# Completa quanto segue
A) Riscrivi in forma più breve il paragrafo del brano scelto che comincia con «Anche Gesù ha dovuto avere pazienza», conservandone i fatti principali.
B) Prosegui il brano scelto sulle parole di Papa Francesco, partendo dopo la sua ultima frase.

# Brano scelto
------------------------------------

La parola di Papa Francesco

LA PAROLA DI PAPA FRANCESCO
a cura di Gian Paolo Cassano

L’ultima udienza generale del Giubileo, mercoledì 16 novembre è stata dedicata all’opera di misericordia che invita a “sopportare pazientemente le persone moleste”.
Nella Bibbia Dio stesso ha usato misericordia per sopportare le lamentele del suo popolo, insegnandogli questa dimensione essenziale della fede. Prima di tutto quindi bisogna riconoscersi peccatori per poter avere pazienza con gli altri. Di qui la domanda: “facciamo mai l’esame di coscienza per vedere se anche noi, a volte, possiamo risultare molesti agli altri? È facile puntare il dito contro i difetti e le mancanze altrui, ma dobbiamo imparare a metterci nei panni degli altri”.
Anche Gesù ha dovuto avere pazienza molte volte. Il Papa ha invitato quindi ad “andare all’essenziale”. Da qualcosa di negativo, scaturisce un messaggio positivo: “pensiamo al grande impegno che si può mettere quando aiutiamo le persone a crescere nella fede e nella vita. Penso, ad esempio, ai catechisti – tra i quali ci sono tante mamme e tante religiose – che dedicano tempo per insegnare ai ragazzi gli elementi basilari della fede. Quanta fatica, soprattutto quando i ragazzi preferirebbero giocare piuttosto che ascoltare il catechismo!”.
Ciò è importante, perché ci fa “gustare il senso della vita”: a volte ci sono persone che si soffermano su cose effimere perché non hanno incontrato qualcuno che le stimolasse a cercare “i veri tesori”. Allora “insegnare a guardare all’essenziale è un aiuto determinante, specialmente in un tempo come il nostro che sembra aver perso l’orientamento e inseguire soddisfazioni di corto respiro. Insegnare a scoprire che cosa il Signore vuole da noi e come possiamo corrispondervi significa mettere sulla strada per crescere nella propria vocazione, la strada della vera gioia”.
Gesù insegna a non cadere nelle tentazioni sempre in agguato “anche tra noi cristiani”, come invidia e ambizione: il consigliare non è per sentirsi superiori ma “ci obbliga a rientrare in noi stessi per verificare se siamo coerenti con quanto chiediamo agli altri”.
Domenica 22 novembre, il Papa ha chiuso il Giubileo, con la Porta Santa della Basilica di San Pietro, invitando i fedeli, nell’omelia, a non distogliere lo sguardo dal vero volto del nostro Re e a costruire una Chiesa accogliente, libera, missionaria, povera ma ricca nell’amore. Gesù Cristo Re dell’Universo appare senza potere e senza gloria: è sulla croce, dove sembra più un vinto che un vincitore: “la sua regalità è paradossale: il suo trono è la croce; la sua corona è di spine; non ha uno scettro, ma gli viene posta una canna in mano; non porta abiti sontuosi, ma è privato della tunica; non ha anelli luccicanti alle dita, ma le mani trafitte dai chiodi; non possiede un tesoro, ma viene venduto per trenta monete”. Cristo si è abbassato fino a noi, ha abitato la nostra miseria umana, per abbracciare e salvare ogni vivente: “non ci ha condannati, non ci ha nemmeno conquistati, non ha mai violato la nostra libertà, ma si è fatto strada con l’amore umile che tutto scusa, tutto spera, tutto sopporta. Solo questo amore ha vinto e continua a vincere i nostri grandi avversari: il peccato, la morte, la paura.” Occorre allora farlo diventare Signore della nostra vita, accogliendo anche il suo modo di regnare. Il Papa si sofferma sulle tre figure del Vangelo della passione (Lc. 23): il popolo, il gruppo vicino alla Croce e un malfattore crocifisso accanto a Gesù.

------------------------------------

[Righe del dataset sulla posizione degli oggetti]
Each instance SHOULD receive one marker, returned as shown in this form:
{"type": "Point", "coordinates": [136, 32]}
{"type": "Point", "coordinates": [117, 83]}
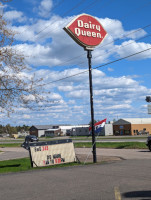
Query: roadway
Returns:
{"type": "Point", "coordinates": [121, 180]}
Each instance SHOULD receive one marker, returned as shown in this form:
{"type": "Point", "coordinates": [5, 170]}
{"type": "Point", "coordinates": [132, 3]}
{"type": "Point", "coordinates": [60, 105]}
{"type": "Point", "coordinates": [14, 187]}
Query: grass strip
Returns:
{"type": "Point", "coordinates": [109, 138]}
{"type": "Point", "coordinates": [114, 145]}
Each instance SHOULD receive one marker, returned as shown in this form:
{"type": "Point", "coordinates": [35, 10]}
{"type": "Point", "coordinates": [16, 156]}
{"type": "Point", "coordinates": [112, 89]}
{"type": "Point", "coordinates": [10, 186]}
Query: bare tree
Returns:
{"type": "Point", "coordinates": [16, 88]}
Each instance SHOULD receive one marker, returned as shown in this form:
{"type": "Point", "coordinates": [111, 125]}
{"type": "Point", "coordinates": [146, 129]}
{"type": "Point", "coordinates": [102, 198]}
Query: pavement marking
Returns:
{"type": "Point", "coordinates": [117, 193]}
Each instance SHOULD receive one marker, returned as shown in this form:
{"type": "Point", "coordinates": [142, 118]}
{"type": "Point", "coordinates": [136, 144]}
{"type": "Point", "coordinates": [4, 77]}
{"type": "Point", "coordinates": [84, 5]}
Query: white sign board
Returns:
{"type": "Point", "coordinates": [52, 153]}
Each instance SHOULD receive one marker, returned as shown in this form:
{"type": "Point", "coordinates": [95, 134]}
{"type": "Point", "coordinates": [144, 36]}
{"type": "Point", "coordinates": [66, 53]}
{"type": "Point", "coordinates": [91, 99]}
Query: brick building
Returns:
{"type": "Point", "coordinates": [132, 126]}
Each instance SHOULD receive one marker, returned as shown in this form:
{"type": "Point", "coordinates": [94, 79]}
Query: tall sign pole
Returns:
{"type": "Point", "coordinates": [89, 56]}
{"type": "Point", "coordinates": [88, 33]}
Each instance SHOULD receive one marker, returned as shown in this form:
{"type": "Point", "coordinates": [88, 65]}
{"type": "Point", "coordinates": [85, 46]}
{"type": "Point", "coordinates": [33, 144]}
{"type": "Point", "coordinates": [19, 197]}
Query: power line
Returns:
{"type": "Point", "coordinates": [96, 67]}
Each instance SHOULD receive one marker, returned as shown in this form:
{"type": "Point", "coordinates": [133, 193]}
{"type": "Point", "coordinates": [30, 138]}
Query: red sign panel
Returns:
{"type": "Point", "coordinates": [86, 31]}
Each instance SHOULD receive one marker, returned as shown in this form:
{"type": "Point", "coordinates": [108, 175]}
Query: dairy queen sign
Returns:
{"type": "Point", "coordinates": [88, 32]}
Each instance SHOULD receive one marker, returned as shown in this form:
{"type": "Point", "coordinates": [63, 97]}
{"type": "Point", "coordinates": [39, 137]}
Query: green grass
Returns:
{"type": "Point", "coordinates": [23, 164]}
{"type": "Point", "coordinates": [114, 145]}
{"type": "Point", "coordinates": [16, 165]}
{"type": "Point", "coordinates": [109, 138]}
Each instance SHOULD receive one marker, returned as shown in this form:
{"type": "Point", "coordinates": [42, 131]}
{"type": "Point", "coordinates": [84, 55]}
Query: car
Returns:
{"type": "Point", "coordinates": [148, 142]}
{"type": "Point", "coordinates": [29, 138]}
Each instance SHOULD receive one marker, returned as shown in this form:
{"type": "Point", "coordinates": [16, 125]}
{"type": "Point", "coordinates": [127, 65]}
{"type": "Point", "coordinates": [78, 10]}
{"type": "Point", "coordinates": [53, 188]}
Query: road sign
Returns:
{"type": "Point", "coordinates": [86, 30]}
{"type": "Point", "coordinates": [51, 152]}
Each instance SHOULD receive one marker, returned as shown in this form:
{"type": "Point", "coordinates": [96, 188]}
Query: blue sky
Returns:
{"type": "Point", "coordinates": [119, 88]}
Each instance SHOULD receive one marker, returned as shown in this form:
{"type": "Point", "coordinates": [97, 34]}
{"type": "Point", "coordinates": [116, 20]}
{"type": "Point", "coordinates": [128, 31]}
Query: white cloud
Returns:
{"type": "Point", "coordinates": [125, 50]}
{"type": "Point", "coordinates": [14, 16]}
{"type": "Point", "coordinates": [45, 8]}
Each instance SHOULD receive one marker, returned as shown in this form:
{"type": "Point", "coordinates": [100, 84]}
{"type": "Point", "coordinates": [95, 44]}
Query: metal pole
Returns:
{"type": "Point", "coordinates": [89, 56]}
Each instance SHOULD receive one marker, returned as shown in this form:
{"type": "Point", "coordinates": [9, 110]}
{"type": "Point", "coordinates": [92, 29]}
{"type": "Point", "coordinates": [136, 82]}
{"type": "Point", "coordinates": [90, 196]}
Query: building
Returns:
{"type": "Point", "coordinates": [79, 131]}
{"type": "Point", "coordinates": [56, 130]}
{"type": "Point", "coordinates": [132, 126]}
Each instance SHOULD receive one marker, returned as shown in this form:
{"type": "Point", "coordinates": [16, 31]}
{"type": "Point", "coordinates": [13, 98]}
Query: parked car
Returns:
{"type": "Point", "coordinates": [29, 138]}
{"type": "Point", "coordinates": [148, 142]}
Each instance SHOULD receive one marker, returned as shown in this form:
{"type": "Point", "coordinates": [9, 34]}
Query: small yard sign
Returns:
{"type": "Point", "coordinates": [52, 153]}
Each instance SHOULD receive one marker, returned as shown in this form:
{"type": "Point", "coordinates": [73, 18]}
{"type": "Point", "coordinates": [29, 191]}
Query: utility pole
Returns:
{"type": "Point", "coordinates": [89, 56]}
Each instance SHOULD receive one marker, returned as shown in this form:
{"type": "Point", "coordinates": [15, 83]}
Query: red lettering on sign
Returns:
{"type": "Point", "coordinates": [44, 148]}
{"type": "Point", "coordinates": [86, 31]}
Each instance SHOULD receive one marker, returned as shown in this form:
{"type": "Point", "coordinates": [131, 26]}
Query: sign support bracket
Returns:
{"type": "Point", "coordinates": [89, 56]}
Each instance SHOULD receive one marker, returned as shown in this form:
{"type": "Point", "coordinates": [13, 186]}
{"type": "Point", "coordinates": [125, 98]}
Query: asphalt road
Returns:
{"type": "Point", "coordinates": [125, 179]}
{"type": "Point", "coordinates": [12, 153]}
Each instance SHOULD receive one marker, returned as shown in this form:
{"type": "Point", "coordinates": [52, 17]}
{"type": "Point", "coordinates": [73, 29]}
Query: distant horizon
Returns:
{"type": "Point", "coordinates": [120, 86]}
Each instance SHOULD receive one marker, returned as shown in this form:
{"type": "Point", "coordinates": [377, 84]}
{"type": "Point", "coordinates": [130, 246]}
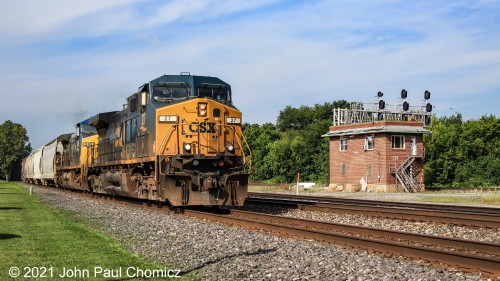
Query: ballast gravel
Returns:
{"type": "Point", "coordinates": [204, 250]}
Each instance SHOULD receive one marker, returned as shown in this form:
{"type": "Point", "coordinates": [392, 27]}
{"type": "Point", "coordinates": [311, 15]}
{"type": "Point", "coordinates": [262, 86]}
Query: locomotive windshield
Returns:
{"type": "Point", "coordinates": [213, 91]}
{"type": "Point", "coordinates": [168, 92]}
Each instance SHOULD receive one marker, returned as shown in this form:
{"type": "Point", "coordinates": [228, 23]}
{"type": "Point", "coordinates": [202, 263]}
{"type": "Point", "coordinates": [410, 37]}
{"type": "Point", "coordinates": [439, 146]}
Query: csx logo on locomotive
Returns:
{"type": "Point", "coordinates": [204, 127]}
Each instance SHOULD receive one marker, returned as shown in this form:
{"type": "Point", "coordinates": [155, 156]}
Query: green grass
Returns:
{"type": "Point", "coordinates": [34, 235]}
{"type": "Point", "coordinates": [486, 198]}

------------------------------------

# Risposte ai compiti
A) Anche Gesù dovette spesso avere pazienza, e il Papa ha invitato ad "andare all'essenziale". Da un aspetto negativo nasce così un messaggio positivo: il grande impegno richiesto per aiutare gli altri a crescere nella fede e nella vita. Ne sono un esempio i catechisti, tra cui molte mamme e religiose, che insegnano ai ragazzi le basi della fede con grande fatica, soprattutto quando i ragazzi preferirebbero giocare anziché ascoltare il catechismo.

B)
Come il popolo del Vangelo che stava a guardare, “anche noi possiamo avere la tentazione di prendere le distanze dalla regalità di Gesù, di non accettare fino in fondo lo scandalo del suo amore umile, che inquieta il nostro io, che scomoda.” Nel gruppo vicino alla croce tutti deridono Gesù e lo provocano: Gesù non reagisce, continua ad amare. “La forza di attrazione del potere e del successo è sembrata una via facile e rapida per diffondere il Vangelo, dimenticando in fretta come opera il Regno di Dio. Quest’Anno della Misericordia ci ha invitato a riscoprire il centro, a ritornare all’essenziale. Questo tempo di misericordia ci chiama a guardare al vero volto del nostro Re, quello che risplende nella Pasqua, e a riscoprire il volto giovane e bello della Chiesa, che risplende quando è accogliente, libera, fedele, povera nei mezzi e ricca nell’amore, missionaria.” Infine, la figura del malfattore che ottiene la promessa: “oggi con me sarai nel paradiso”. Infatti “Dio, appena gliene diamo la possibilità, si ricorda di noi. Egli è pronto a cancellare completamente e per sempre il peccato, perché la sua memoria non registra il male fatto e non tiene sempre conto dei torti subiti, come la nostra. Dio non ha memoria del peccato, ma di noi, di ciascuno di noi, suoi figli amati. E crede che è sempre possibile ricominciare, rialzarsi.”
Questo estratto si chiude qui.